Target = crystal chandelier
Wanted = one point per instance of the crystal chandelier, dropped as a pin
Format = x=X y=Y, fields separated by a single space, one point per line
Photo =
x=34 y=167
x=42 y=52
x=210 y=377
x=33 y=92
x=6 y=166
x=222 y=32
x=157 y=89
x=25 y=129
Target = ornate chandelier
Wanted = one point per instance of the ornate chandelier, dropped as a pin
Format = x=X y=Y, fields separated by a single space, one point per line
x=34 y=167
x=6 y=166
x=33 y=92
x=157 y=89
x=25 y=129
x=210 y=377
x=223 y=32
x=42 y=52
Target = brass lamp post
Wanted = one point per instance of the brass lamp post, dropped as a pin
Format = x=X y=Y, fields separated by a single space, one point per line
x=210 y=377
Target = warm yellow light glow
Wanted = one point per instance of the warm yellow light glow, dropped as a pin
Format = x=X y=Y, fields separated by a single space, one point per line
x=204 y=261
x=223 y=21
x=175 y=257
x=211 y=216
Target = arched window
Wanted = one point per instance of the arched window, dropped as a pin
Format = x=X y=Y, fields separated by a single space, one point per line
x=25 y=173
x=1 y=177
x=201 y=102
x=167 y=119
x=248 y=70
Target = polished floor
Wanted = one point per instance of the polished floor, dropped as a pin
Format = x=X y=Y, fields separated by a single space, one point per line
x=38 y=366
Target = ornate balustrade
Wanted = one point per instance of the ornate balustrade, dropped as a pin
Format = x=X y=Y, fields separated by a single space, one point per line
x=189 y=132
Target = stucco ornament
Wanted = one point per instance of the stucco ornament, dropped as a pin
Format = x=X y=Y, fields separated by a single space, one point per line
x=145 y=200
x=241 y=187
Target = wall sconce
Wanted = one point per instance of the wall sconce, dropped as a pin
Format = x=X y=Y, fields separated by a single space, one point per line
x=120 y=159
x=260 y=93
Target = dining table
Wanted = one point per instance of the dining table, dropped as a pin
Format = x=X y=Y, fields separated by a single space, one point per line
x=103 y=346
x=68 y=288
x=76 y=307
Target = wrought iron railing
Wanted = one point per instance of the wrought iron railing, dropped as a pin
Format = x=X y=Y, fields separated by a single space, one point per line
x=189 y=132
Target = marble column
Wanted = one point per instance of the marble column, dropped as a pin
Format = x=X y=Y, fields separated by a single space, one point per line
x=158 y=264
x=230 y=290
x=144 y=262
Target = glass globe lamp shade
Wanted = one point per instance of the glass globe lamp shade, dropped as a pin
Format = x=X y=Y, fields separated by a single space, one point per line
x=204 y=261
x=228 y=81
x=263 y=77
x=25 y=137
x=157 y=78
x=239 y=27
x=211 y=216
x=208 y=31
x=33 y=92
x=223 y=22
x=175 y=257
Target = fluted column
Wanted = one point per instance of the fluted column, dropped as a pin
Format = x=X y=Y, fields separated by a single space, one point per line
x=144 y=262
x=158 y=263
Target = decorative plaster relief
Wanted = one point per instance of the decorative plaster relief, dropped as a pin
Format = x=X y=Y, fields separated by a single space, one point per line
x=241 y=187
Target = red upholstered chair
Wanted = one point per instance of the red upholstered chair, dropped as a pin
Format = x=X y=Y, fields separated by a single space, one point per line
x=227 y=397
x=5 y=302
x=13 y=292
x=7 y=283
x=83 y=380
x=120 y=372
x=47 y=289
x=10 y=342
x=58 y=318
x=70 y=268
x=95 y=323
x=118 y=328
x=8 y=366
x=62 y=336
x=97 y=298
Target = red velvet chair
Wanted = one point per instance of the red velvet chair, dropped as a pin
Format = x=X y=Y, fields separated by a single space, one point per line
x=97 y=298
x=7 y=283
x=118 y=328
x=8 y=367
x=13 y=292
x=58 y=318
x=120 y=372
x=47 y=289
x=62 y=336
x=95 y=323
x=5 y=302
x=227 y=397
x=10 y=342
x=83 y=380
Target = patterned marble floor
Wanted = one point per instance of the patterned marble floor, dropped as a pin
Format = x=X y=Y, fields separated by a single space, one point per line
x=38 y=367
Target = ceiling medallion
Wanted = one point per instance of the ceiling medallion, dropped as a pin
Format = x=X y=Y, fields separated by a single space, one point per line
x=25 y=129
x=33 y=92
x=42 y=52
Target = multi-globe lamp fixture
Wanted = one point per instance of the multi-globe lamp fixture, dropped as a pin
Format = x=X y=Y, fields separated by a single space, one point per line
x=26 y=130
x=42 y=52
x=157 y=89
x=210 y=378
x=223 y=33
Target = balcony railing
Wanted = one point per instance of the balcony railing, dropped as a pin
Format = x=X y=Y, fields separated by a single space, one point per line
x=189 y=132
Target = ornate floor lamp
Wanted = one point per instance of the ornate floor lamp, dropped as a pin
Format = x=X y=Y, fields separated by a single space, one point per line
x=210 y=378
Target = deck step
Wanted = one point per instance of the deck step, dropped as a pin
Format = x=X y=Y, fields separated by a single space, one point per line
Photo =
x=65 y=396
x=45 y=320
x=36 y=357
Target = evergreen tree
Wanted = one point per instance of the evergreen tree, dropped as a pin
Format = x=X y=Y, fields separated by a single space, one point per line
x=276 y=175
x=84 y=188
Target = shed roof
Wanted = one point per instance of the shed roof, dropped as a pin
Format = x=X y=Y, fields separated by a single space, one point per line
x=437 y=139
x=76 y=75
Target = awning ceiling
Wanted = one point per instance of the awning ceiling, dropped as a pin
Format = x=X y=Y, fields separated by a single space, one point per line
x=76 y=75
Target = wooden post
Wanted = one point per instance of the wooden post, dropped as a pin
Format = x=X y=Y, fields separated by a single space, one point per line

• WHAT THIS TASK INVOLVES
Every record above should be written out exactly.

• RESPONSE AREA
Target = crystal chandelier
Wanted = one point per instance of the crystal chandelier, dropped as a pin
Format = x=X y=Y, fields separated by a single space, one point per line
Photo =
x=34 y=167
x=42 y=52
x=210 y=377
x=33 y=92
x=6 y=166
x=222 y=32
x=157 y=89
x=25 y=129
Target = ornate chandelier
Wanted = one point per instance of the ornate chandelier, dropped as a pin
Format = x=X y=Y, fields separated by a single space, one point per line
x=34 y=167
x=6 y=166
x=33 y=92
x=157 y=89
x=25 y=129
x=210 y=377
x=223 y=32
x=42 y=52
Target = brass lamp post
Wanted = one point per instance of the brass lamp post, dropped as a pin
Format = x=X y=Y, fields separated by a single space, one point per line
x=210 y=377
Target = warm yellow light glow
Wanted = one point per instance of the warm yellow light glow, dropped as a pin
Format = x=X y=Y, fields separated by a single space, one point per line
x=204 y=261
x=223 y=21
x=175 y=257
x=211 y=216
Target = arched window
Wanted = one point per instance of the arched window, dropped as a pin
Format = x=X y=Y, fields separated by a single space, one point per line
x=25 y=173
x=1 y=177
x=201 y=102
x=167 y=119
x=248 y=70
Target = polished floor
Wanted = one point per instance of the polished floor, dropped as a pin
Format = x=X y=Y, fields separated by a single space, one point per line
x=38 y=366
Target = ornate balustrade
Wanted = one point per instance of the ornate balustrade, dropped as a pin
Format = x=X y=Y, fields separated by a single space, one point per line
x=189 y=132
Target = stucco ornament
Wanted = one point per instance of the stucco ornament, dropped as a pin
Format = x=X y=Y, fields separated by a single space, one point per line
x=145 y=200
x=241 y=187
Target = wall sconce
Wanted = one point per instance of the wall sconce, dropped as a pin
Format = x=X y=Y, fields separated by a single space, one point per line
x=120 y=159
x=260 y=93
Target = dining table
Wanted = one point per instance of the dining table, dropped as a pin
Format = x=X y=Y, fields separated by a single space, one point per line
x=103 y=346
x=68 y=288
x=76 y=307
Target = wrought iron railing
Wanted = one point per instance of the wrought iron railing, dropped as a pin
Format = x=X y=Y, fields separated by a single space, one point per line
x=189 y=132
Target = marble column
Wanted = one point per instance of the marble column, dropped as a pin
Format = x=X y=Y, fields separated by a single space, one point per line
x=158 y=264
x=230 y=290
x=144 y=262
Target = glass globe lamp shade
Wanted = one point per instance of the glass globe lamp shade, dropped as a pin
Format = x=X y=Y, fields separated by a single space, one point per line
x=204 y=261
x=228 y=81
x=263 y=77
x=25 y=137
x=157 y=78
x=239 y=27
x=211 y=216
x=208 y=31
x=33 y=92
x=223 y=22
x=175 y=257
Target = fluted column
Wanted = one point per instance of the fluted column, dropped as a pin
Format = x=X y=Y, fields separated by a single space, one point per line
x=144 y=262
x=158 y=263
Target = decorative plaster relief
Wanted = one point per instance of the decorative plaster relief, dropped as a pin
Format = x=X y=Y, fields separated by a single space, one point per line
x=241 y=187
Target = red upholstered chair
Wanted = one point per instance of the red upholstered chair, dropped as a pin
Format = x=X y=Y, fields separated by a single space, one point per line
x=227 y=397
x=5 y=302
x=13 y=292
x=7 y=283
x=83 y=380
x=120 y=372
x=47 y=289
x=10 y=342
x=58 y=318
x=70 y=268
x=95 y=323
x=118 y=328
x=8 y=366
x=62 y=336
x=97 y=298
Target = red velvet chair
Wanted = one point per instance of the red velvet chair, dropped as a pin
Format = x=X y=Y, fields separated by a single space, one point per line
x=97 y=298
x=7 y=283
x=118 y=328
x=8 y=367
x=13 y=292
x=58 y=318
x=120 y=372
x=47 y=289
x=62 y=336
x=95 y=323
x=5 y=302
x=227 y=397
x=10 y=342
x=83 y=380
Target = patterned marble floor
Wanted = one point per instance of the patterned marble floor, dropped as a pin
Format = x=X y=Y, fields separated by a single space, one point per line
x=38 y=367
Target = ceiling medallion
Wanted = one point per instance of the ceiling medallion, dropped as a pin
Format = x=X y=Y, fields separated by a single space, one point per line
x=25 y=129
x=33 y=92
x=42 y=52
Target = multi-globe lamp fixture
Wanted = one point per instance of the multi-globe lamp fixture, dropped as a pin
Format = x=X y=Y, fields separated by a single space, one point per line
x=26 y=130
x=42 y=52
x=157 y=89
x=210 y=378
x=223 y=33
Target = balcony railing
Wanted = one point per instance of the balcony railing, dropped as a pin
Format = x=X y=Y, fields separated by a single space, one point per line
x=189 y=132
Target = ornate floor lamp
Wanted = one point per instance of the ornate floor lamp, dropped as a pin
Format = x=X y=Y, fields separated by a single space, one point per line
x=210 y=378
Target = deck step
Wanted = one point per instance of the deck step, dropped as a pin
Format = x=X y=Y, fields separated by a single space, one point per line
Photo =
x=65 y=396
x=45 y=320
x=36 y=357
Target = evergreen tree
Wanted = one point per instance of the evergreen tree, dropped as a pin
Format = x=X y=Y, fields separated by a single space, one point per line
x=276 y=175
x=84 y=188
Target = shed roof
Wanted = one point per instance of the shed roof, dropped as a pin
Format = x=X y=Y, fields separated by a single space, one point per line
x=437 y=139
x=76 y=75
Target = awning ceiling
Wanted = one point per instance of the awning ceiling, dropped as a pin
Format = x=X y=Y, fields separated by a single space, one point per line
x=76 y=75
Target = wooden post
Wanted = one point per instance of the wooden post, dropped as a pin
Format = x=X y=Y, fields separated by a single space, one point per line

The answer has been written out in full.